_WHAT YOU HAVE TO DO_
Write the data out again exactly and in full.
═════ MATERIAL SHOWN ═════
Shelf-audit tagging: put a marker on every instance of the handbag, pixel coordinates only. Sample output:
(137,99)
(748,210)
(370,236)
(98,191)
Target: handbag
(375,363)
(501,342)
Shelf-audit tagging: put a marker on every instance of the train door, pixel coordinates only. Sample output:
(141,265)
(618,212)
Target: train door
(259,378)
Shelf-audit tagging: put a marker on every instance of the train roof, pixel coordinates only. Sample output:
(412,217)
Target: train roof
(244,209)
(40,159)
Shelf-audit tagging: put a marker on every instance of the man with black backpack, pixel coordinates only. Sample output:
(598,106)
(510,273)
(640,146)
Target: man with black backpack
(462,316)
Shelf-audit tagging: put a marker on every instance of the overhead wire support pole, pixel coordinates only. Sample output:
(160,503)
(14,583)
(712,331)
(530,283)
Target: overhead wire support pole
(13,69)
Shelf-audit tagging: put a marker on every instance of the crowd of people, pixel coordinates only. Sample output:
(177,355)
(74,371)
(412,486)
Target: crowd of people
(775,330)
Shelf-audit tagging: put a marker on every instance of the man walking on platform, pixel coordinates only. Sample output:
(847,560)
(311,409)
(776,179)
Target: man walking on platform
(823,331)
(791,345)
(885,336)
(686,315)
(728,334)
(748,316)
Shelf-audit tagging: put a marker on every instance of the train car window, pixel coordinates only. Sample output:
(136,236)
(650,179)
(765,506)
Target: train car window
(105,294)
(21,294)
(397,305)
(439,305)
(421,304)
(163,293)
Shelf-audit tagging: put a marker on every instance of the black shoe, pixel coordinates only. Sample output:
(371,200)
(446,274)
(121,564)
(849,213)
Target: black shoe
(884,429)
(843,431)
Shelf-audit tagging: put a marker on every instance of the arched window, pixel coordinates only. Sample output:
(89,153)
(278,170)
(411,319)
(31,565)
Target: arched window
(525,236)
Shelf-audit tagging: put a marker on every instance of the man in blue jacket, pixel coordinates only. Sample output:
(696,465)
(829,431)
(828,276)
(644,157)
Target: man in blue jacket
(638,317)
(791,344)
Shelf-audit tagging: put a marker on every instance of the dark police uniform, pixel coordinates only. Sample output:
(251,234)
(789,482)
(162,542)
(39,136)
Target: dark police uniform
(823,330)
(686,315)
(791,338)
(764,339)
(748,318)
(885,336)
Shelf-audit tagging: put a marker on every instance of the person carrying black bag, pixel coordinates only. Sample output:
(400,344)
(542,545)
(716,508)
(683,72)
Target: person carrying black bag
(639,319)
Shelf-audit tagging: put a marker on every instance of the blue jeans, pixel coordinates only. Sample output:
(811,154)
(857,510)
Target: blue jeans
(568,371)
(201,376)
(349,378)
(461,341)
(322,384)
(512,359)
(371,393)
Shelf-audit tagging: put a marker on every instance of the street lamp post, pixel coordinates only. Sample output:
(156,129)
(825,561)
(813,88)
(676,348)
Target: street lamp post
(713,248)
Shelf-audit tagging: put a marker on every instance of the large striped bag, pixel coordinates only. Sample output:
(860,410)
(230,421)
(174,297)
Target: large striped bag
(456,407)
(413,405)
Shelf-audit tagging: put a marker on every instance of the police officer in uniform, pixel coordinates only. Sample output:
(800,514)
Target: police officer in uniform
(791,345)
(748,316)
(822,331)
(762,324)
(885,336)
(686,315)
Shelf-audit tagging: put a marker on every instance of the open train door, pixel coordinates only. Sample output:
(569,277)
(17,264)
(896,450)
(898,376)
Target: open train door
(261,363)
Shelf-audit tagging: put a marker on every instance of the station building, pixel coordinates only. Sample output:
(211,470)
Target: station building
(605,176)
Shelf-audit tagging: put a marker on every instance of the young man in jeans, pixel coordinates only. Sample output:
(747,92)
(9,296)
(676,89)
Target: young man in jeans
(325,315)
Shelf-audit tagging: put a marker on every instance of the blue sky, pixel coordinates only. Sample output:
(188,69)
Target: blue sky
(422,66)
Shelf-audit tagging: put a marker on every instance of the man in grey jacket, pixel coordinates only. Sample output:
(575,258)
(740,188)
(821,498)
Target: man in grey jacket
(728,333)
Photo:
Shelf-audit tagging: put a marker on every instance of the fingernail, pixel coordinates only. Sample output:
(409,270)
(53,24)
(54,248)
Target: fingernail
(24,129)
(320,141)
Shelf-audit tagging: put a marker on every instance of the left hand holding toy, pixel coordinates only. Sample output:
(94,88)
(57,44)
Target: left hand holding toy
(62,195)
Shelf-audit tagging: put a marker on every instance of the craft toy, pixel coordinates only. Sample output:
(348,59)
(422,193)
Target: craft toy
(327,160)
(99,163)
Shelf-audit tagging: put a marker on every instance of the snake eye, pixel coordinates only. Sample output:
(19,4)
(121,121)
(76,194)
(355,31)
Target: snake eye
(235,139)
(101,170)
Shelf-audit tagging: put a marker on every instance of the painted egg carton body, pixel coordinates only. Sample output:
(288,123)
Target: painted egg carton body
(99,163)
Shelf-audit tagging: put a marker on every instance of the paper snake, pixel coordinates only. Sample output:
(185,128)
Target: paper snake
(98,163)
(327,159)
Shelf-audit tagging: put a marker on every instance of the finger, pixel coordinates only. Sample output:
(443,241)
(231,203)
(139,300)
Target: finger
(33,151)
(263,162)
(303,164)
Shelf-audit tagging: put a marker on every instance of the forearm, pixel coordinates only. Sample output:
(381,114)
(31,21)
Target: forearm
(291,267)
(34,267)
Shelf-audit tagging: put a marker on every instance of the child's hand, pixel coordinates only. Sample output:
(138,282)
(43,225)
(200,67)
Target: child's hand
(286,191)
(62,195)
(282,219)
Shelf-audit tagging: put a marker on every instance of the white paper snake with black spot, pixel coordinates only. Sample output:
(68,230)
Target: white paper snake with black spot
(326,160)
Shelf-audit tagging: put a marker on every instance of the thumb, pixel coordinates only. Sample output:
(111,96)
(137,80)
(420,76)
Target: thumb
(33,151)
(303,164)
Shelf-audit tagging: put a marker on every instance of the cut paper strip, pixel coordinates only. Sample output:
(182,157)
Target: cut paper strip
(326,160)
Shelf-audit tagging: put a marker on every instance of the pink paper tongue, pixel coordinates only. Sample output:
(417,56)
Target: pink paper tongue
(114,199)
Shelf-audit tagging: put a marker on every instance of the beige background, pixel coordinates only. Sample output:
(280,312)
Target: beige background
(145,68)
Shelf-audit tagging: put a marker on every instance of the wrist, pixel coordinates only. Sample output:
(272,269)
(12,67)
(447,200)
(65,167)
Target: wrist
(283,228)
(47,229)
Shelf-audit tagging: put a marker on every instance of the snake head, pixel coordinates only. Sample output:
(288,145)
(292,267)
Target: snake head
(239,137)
═════
_ANSWER FOR THIS EXERCISE_
Shelf-audit tagging: put a marker on every instance of the handbag, pixel coordinates only. Sample output:
(137,99)
(748,210)
(370,236)
(98,191)
Target: handbag
(375,363)
(501,342)
Shelf-audit tagging: put a marker on every instance of the train door, pixel coordinates only. Sample output:
(141,265)
(618,212)
Target: train door
(259,378)
Shelf-audit tagging: put a marker on every instance of the train roof, pixel coordinates only. Sample output:
(412,217)
Target: train roof
(244,209)
(40,159)
Shelf-audit tagging: put a marker on every instance of the man with black backpack, pixel coordinates only. Sample output:
(598,106)
(510,273)
(640,146)
Target: man with black backpack
(462,316)
Shelf-audit tagging: put a marker on every instance of the overhead wire support pole, pixel coordinates only. Sample output:
(160,503)
(14,583)
(712,331)
(530,283)
Target: overhead wire support pole
(13,69)
Shelf-audit tagging: put a marker on every instance of the crowd of people, pixel coordinates only. Sample output:
(177,355)
(74,371)
(412,486)
Target: crowd of people
(775,330)
Shelf-audit tagging: put a marker on every instance of the man walking on platform, pixel coordinates only. Sample output:
(847,560)
(311,409)
(776,179)
Target: man walking on platform
(823,331)
(791,345)
(885,336)
(686,315)
(728,334)
(748,316)
Shelf-audit tagging: put a marker on every instance of the train car window, pixel coordinates only. Sample output:
(136,236)
(650,179)
(765,506)
Target: train car window
(105,294)
(21,294)
(397,305)
(439,305)
(421,304)
(163,293)
Shelf-audit tagging: put a marker on every instance of the black shoe, pixel coordinates only. Sample output:
(371,200)
(446,274)
(121,564)
(849,213)
Target: black shoe
(884,429)
(843,431)
Shelf-audit tagging: put a marker on every instance of the arched window, pixel coordinates only. Sample output:
(89,153)
(278,170)
(411,319)
(31,565)
Target: arched window
(525,236)
Shelf-audit tagging: put a marker on every instance of the man in blue jacket, pixel coordinates only. Sample output:
(696,465)
(829,431)
(828,276)
(644,157)
Target: man in blue jacket
(638,317)
(791,344)
Shelf-audit tagging: put a marker on every instance of the dark police uniform, pixel coordinates only. Sample output:
(251,234)
(789,482)
(162,542)
(39,136)
Target: dark police uniform
(823,330)
(686,315)
(791,338)
(764,339)
(748,318)
(885,336)
Shelf-audit tagging: put a marker on every instance of the person carrying black bag, pixel coordinates only. Sample output:
(400,344)
(542,545)
(716,508)
(683,72)
Target: person carrying black bag
(639,319)
Shelf-audit tagging: put a marker on every instance of the blue jeans, pixel coordinates only. Sample output:
(811,154)
(857,510)
Target: blue jeans
(568,371)
(201,376)
(349,378)
(461,341)
(322,384)
(512,359)
(371,393)
Shelf-audit tagging: put a marker on every instance of the street lamp post, pixel coordinates only. Sample output:
(156,129)
(825,561)
(813,88)
(676,348)
Target: street lamp post
(713,248)
Shelf-audit tagging: put a marker on every instance of the large striped bag, pixel coordinates only. Sample output:
(860,410)
(230,421)
(174,297)
Target: large striped bag
(456,407)
(413,405)
Shelf-audit tagging: put a marker on every instance of the police officer in uniform, pixel coordinates only. Sample output:
(800,514)
Target: police officer in uniform
(791,345)
(748,316)
(822,331)
(762,324)
(885,336)
(686,315)
Shelf-audit tagging: put a marker on every instance of the open train door, pixel coordinates only. Sample output:
(569,277)
(17,264)
(896,450)
(898,376)
Target: open train door
(261,363)
Shelf-audit tagging: put a marker on every instance of the station building, pixel coordinates only. Sample output:
(211,470)
Target: station building
(605,176)
Shelf-audit tagging: put a marker on every instance of the young man in jeans, pixel coordinates only. Sample output:
(747,92)
(9,296)
(676,89)
Target: young man in jeans
(325,315)
Shelf-audit tagging: put a marker on every instance of the blue sky, pixel coordinates only. Sample output:
(188,69)
Target: blue sky
(422,66)
Shelf-audit tagging: put a marker on every instance of the man in grey jacket, pixel coordinates only. Sample output:
(575,258)
(740,188)
(821,498)
Target: man in grey jacket
(728,333)
Photo:
Shelf-audit tagging: put a marker on every instance of the fingernail, pixel coordinates only. Sample output:
(409,270)
(53,24)
(54,248)
Target: fingernail
(24,129)
(320,141)
Shelf-audit tagging: put a marker on every instance of the left hand holding toy, pixel coordinates only. Sample output:
(94,88)
(57,44)
Target: left hand holding toy
(62,195)
Shelf-audit tagging: put a marker on every instance of the craft toy, pixel coordinates only. Sample output:
(348,59)
(422,193)
Target: craft toy
(327,160)
(99,163)
Shelf-audit tagging: put a marker on every instance of the snake eye, pixel coordinates only. Sample output:
(19,4)
(121,121)
(76,194)
(355,31)
Target: snake eye
(235,139)
(101,170)
Shelf-audit tagging: put a marker on every instance of the painted egg carton body, pixel coordinates only. Sample output:
(288,123)
Target: painted egg carton body
(99,163)
Shelf-audit tagging: put a marker on every instance of the paper snake, pixel coordinates only. Sample output:
(185,128)
Target: paper snake
(98,163)
(327,159)
Shelf-audit tagging: put a marker on every instance of the finger, pixel coordinates only. Sample output:
(443,241)
(231,203)
(139,300)
Target: finger
(33,151)
(263,162)
(303,164)
Shelf-audit tagging: put a marker on every instance of the forearm, pixel coordinates only. Sample output:
(381,114)
(31,21)
Target: forearm
(291,267)
(34,267)
Shelf-audit tagging: put a marker on every instance of the child's hand, pixel coordinates only. Sample output:
(138,282)
(43,225)
(200,67)
Target: child's hand
(286,191)
(62,195)
(282,219)
Shelf-audit tagging: put a marker on every instance of the white paper snake with black spot, pixel coordinates only. Sample output:
(68,230)
Target: white paper snake with black spot
(326,160)
Shelf-audit tagging: put a marker on every instance of the thumb, pixel coordinates only. Sample output:
(111,96)
(137,80)
(420,76)
Target: thumb
(33,151)
(303,164)
Shelf-audit tagging: put a marker on every instance of the cut paper strip, pixel coordinates only. Sample output:
(182,157)
Target: cut paper strip
(326,160)
Shelf-audit tagging: put a marker on every instance of the pink paper tongue, pixel coordinates only. Sample output:
(417,56)
Target: pink paper tongue
(114,199)
Shelf-audit tagging: put a marker on every instance of the beige background, pixel coordinates only. Sample output:
(280,312)
Target: beige background
(145,68)
Shelf-audit tagging: put a marker on every instance of the wrist, pixel coordinates only. Sample output:
(272,269)
(12,67)
(447,200)
(65,167)
Target: wrist
(283,228)
(47,229)
Shelf-audit tagging: put a marker on every instance of the snake head, pixel coordinates only. Sample output:
(288,145)
(292,267)
Target: snake head
(239,137)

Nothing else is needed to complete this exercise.